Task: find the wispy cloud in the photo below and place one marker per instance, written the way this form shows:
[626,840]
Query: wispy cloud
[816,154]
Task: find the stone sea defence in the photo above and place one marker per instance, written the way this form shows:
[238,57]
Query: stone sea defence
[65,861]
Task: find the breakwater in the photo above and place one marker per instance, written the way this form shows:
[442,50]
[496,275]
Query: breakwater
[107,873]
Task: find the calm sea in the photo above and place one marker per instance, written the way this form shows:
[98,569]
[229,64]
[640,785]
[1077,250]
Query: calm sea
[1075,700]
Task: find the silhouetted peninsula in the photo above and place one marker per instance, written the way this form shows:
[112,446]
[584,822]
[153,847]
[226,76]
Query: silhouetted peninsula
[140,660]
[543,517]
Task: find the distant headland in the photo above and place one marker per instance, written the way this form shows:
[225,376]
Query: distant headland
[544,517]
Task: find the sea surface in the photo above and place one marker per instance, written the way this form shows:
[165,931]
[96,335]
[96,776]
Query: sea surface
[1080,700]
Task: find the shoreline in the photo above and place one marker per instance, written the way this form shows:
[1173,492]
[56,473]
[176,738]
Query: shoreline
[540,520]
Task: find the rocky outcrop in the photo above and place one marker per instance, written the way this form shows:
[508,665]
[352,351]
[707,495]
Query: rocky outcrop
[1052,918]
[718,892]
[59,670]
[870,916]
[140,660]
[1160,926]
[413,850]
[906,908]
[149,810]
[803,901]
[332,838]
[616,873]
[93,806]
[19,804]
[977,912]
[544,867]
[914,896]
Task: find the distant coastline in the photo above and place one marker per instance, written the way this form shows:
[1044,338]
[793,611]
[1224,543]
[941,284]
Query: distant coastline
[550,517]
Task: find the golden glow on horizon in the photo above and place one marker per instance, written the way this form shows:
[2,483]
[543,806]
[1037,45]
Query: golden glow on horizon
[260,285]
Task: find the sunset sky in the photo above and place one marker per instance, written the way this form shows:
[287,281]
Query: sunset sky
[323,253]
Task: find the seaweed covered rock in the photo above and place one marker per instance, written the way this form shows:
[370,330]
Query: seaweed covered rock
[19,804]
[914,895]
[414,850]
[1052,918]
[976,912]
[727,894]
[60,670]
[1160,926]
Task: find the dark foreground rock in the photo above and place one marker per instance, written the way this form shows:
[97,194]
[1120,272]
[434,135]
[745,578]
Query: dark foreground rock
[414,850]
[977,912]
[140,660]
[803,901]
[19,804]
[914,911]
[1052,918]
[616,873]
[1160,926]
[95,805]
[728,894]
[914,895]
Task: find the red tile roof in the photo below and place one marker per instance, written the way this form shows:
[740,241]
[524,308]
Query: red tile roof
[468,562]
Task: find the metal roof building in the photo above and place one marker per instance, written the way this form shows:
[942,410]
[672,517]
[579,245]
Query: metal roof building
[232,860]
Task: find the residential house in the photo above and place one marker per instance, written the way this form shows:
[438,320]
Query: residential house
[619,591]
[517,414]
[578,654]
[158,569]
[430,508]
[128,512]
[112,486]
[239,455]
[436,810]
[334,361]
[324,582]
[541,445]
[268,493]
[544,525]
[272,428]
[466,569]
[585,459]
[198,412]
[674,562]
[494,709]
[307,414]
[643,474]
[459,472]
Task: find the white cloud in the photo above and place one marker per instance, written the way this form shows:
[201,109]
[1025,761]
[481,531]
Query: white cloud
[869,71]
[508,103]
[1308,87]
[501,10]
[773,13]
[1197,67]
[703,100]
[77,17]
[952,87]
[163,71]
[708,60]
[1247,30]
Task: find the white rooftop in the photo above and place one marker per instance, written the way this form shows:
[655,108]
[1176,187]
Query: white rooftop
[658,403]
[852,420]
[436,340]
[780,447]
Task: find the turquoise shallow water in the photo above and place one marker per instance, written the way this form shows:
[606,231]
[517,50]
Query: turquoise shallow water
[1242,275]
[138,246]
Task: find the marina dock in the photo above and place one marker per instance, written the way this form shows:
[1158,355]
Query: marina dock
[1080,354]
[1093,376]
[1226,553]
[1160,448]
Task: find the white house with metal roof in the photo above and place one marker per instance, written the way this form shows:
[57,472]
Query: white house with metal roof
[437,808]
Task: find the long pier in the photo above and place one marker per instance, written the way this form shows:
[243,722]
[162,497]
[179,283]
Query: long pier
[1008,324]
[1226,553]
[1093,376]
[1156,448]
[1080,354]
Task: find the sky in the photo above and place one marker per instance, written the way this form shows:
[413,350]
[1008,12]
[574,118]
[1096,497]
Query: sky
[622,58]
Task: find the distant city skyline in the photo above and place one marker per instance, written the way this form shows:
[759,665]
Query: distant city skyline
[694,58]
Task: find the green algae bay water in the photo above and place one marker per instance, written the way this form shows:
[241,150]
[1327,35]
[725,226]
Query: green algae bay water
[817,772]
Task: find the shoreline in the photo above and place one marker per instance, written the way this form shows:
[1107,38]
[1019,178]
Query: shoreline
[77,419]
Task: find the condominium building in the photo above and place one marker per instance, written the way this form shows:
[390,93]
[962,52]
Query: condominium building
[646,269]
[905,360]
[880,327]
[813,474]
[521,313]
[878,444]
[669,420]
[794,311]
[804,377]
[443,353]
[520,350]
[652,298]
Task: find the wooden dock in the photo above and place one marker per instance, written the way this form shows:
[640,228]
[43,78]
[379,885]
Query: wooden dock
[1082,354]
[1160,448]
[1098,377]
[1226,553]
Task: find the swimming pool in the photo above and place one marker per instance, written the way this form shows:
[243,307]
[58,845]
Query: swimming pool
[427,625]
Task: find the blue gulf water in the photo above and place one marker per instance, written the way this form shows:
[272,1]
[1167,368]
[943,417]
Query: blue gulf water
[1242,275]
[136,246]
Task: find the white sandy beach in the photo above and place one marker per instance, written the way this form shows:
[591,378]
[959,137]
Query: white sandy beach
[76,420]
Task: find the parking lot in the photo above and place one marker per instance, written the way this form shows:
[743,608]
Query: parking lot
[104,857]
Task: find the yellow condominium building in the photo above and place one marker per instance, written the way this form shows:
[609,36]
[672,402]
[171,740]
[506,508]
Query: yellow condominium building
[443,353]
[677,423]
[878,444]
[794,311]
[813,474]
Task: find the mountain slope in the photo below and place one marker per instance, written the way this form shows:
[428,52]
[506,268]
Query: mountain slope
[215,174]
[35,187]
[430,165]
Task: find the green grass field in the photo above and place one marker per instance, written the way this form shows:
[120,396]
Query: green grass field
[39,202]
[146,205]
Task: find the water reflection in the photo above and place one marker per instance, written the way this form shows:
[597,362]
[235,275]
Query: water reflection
§ §
What you need to do
Return a copy of each line in the records above that has "below" in it.

Answer to the problem
Task: find the wispy cloud in the photo below and place one marker per instance, written the way this form shows:
Task: find the red tile roof in the photo below and place one marker per instance, written the way this form shows:
Task: find the mountain slope in the photo below and place one marker per instance, written the way this form shows:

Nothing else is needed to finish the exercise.